Task directions:
Count the lines in the following data that include "tray". Please write only the number.
◇ ◇ ◇
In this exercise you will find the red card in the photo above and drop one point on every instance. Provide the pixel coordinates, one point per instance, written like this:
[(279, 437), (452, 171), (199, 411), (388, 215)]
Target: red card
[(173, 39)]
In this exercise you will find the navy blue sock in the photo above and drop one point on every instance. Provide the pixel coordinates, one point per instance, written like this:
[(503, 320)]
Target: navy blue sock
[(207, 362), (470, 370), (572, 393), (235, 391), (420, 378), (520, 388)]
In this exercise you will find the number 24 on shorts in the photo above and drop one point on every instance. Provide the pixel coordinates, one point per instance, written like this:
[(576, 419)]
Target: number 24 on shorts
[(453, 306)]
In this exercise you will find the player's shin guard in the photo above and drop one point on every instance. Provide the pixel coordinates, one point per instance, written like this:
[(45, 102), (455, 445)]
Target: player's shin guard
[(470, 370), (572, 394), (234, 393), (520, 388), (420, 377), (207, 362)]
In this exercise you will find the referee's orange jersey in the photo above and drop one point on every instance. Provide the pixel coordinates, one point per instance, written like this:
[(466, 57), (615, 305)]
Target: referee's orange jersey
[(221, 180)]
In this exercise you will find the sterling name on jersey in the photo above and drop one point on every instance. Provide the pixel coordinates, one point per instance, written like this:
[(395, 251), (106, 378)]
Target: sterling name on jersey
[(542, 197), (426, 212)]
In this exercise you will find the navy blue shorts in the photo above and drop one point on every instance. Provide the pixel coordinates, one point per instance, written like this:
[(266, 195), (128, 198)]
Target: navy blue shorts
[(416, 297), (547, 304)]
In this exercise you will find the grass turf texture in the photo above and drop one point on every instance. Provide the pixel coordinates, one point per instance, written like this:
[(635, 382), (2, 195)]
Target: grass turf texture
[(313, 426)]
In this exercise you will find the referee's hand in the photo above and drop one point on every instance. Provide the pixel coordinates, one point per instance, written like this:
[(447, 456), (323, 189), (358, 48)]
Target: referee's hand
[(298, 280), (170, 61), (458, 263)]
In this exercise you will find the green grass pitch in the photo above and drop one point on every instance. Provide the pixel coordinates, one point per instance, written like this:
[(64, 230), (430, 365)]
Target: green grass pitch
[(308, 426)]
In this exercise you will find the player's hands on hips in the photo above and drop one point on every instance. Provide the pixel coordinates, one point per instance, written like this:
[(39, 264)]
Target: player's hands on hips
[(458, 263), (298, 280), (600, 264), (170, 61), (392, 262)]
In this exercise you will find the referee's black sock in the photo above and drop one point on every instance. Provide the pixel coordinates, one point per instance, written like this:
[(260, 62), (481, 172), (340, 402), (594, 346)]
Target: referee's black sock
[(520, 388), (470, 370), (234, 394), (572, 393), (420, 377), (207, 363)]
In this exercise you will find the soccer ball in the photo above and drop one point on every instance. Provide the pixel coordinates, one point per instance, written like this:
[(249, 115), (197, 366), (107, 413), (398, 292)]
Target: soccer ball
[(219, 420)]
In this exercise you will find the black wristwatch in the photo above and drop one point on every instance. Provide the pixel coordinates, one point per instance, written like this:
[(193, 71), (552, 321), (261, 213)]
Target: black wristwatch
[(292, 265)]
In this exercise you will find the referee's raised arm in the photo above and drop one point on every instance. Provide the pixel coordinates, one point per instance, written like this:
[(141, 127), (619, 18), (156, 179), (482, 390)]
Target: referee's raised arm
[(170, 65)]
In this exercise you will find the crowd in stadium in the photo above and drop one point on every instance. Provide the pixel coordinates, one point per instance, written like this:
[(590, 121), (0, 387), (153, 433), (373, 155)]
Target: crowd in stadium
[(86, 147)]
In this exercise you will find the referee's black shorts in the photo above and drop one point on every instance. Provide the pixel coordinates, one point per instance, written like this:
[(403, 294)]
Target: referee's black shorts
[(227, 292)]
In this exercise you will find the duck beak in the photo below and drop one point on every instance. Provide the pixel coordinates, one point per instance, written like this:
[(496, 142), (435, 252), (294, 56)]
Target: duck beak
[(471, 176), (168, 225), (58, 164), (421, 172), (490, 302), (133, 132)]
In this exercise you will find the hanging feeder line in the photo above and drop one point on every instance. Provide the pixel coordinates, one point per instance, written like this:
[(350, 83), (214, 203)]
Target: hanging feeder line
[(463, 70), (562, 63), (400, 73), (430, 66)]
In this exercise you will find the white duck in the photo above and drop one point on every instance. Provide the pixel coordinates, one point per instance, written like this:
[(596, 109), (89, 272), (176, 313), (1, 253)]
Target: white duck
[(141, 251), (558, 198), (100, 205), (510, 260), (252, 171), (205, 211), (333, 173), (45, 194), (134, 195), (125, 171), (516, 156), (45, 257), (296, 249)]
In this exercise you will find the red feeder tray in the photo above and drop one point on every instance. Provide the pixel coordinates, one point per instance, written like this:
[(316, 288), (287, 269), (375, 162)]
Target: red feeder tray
◇ ◇ ◇
Response box:
2